• _Given passage_
(begin)

Step 3 is equivalent to training a weak learner on weighted samples — exactly what AdaBoost does! The column generation oracle is AdaBoost's weak learner oracle.

Key insight: LPBoost and AdaBoost use the same weak learner oracle (find the classifier minimizing weighted error), but differ in what they do with it:

AdaBoost: Add the classifier with fixed weight αₜ and update sample weights heuristically
LPBoost: Add the classifier as a new LP variable, then re-solve the LP to find globally optimal weights

3.4 The LPBoost Algorithm

Input: Training data {(xᵢ, yᵢ)}, weak learner oracle WL, tolerance ε, ν (soft margin)

Initialize:
    Active set Λ = {}    (no classifiers yet)
    d = 1/m  for all i  (uniform sample weights)

Repeat:

    1. Find new weak classifier:
       hₙₑₓₜ = WL({(xᵢ, yᵢ, dᵢ)})    (minimize weighted error)

(end)

• _Extracted records_

(begin)

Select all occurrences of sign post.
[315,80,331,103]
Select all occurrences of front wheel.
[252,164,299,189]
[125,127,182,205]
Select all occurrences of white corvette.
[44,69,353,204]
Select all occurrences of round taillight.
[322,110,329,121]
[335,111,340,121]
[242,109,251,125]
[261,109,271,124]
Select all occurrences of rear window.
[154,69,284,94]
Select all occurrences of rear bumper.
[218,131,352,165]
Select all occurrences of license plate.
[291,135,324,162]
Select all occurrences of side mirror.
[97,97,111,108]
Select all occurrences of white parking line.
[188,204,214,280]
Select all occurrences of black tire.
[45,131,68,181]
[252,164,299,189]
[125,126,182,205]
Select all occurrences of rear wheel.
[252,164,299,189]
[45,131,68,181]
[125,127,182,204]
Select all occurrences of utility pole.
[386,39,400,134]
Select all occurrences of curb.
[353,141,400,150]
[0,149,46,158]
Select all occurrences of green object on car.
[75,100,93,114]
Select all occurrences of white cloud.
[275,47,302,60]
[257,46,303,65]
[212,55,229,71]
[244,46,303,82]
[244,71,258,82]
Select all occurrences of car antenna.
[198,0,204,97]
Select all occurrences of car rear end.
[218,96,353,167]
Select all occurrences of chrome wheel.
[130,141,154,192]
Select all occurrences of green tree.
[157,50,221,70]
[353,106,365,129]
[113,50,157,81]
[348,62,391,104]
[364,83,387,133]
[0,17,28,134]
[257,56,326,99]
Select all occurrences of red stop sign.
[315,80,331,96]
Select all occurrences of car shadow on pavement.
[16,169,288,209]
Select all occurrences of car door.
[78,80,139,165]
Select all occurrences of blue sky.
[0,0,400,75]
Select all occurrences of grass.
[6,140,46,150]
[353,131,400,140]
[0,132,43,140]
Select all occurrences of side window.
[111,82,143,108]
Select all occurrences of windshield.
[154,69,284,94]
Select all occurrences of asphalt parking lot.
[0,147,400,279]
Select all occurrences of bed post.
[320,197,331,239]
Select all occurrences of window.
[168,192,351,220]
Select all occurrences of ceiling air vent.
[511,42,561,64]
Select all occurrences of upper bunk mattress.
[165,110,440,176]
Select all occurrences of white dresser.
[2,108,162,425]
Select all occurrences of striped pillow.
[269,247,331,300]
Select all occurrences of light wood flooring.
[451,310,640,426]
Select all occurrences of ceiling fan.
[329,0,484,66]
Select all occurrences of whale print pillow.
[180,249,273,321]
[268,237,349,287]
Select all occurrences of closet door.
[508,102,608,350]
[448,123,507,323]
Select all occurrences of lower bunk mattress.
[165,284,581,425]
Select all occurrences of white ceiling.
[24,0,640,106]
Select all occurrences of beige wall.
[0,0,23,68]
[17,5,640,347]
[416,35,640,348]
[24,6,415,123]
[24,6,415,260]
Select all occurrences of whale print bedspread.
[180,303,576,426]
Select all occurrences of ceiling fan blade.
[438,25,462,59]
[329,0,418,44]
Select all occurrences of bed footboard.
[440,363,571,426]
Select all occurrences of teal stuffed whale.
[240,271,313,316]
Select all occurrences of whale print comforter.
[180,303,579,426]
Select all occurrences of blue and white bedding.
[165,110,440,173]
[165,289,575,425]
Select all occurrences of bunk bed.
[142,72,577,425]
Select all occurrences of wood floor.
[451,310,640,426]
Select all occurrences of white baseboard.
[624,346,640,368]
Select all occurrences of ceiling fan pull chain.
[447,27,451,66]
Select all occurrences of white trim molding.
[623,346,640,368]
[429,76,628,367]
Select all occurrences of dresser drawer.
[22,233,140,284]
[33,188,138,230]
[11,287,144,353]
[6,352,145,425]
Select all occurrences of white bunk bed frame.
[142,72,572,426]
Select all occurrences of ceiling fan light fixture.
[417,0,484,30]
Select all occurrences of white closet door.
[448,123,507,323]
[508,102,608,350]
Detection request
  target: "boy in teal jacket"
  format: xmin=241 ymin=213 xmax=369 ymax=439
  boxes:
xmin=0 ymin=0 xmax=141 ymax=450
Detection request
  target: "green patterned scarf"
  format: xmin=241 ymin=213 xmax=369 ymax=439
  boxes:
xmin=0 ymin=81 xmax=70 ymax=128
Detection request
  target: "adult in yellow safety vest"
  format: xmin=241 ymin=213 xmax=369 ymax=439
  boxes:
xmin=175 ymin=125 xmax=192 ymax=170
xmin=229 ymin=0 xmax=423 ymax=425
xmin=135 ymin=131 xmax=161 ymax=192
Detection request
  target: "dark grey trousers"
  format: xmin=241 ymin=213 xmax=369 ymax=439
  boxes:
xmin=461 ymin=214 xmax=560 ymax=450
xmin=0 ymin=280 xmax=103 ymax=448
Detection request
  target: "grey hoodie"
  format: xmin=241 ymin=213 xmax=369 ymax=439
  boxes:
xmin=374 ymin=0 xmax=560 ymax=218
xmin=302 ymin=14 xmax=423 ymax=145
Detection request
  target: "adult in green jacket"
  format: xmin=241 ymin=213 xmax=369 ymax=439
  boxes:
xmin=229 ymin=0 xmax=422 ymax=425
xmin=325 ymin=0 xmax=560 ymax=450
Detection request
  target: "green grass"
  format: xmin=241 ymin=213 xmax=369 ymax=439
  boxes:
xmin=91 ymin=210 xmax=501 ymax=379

(end)

• _Task set_
**a.** In the LPBoost passage, what does LPBoost do with a newly found weak classifier?
**b.** Carry on the LPBoost passage from the point where it stops.

• _Outputs by task_
**a.** It adds the classifier as a new LP variable and then re-solves the LP to find globally optimal weights.

**b.**
    2. Compute edge of hₙₑₓₜ:
       edge = Σᵢ dᵢ yᵢ hₙₑₓₜ(xᵢ) = 1 − 2εₙₑₓₜ

    3. Add to active set:
       Λ ← Λ ∪ {hₙₑₓₜ}

    4. Re-solve LP over all classifiers in Λ:
       (λ*, ρ*) = solve_LP(Λ)

    5. Update dual sample weights d* from LP solution

    6. Check stopping condition:
       edge ≤ ρ* + ε  →  converged, stop

Output: Ensemble H(x) = sign(Σₜ λₜ* hₜ(x))

After convergence, LPBoost has found:

The globally optimal classifier weights λₜ* for the maximum-margin ensemble
A sparse solution — many λₜ = 0 (the LP solution is at a vertex of the feasible polytope)

3.5 Soft Margin LPBoost

The hard-margin LP fails when data is not linearly separable by any ensemble. The soft margin extension introduces slack variables ξᵢ ≥ 0:

maximize   ρ − (1/νm) Σᵢ ξᵢ
subject to:
    yᵢ · Σₜ λₜ hₜ(xᵢ) ≥ ρ − ξᵢ      for all i
    Σₜ λₜ = 1
    λₜ ≥ 0,  ξᵢ ≥ 0

The regularization parameter ν ∈ (0, 1] controls the soft-margin trade-off:

ν → 0: Hard margin (no violations allowed)
ν → 1: Allow many violations (focus on average performance)
ν has an interpretation: ν is an upper bound on the fraction of margin violations and a lower bound on the fraction of support vectors

This is identical in spirit to SVM's soft margin (C parameter), with ν playing the role of 1/C.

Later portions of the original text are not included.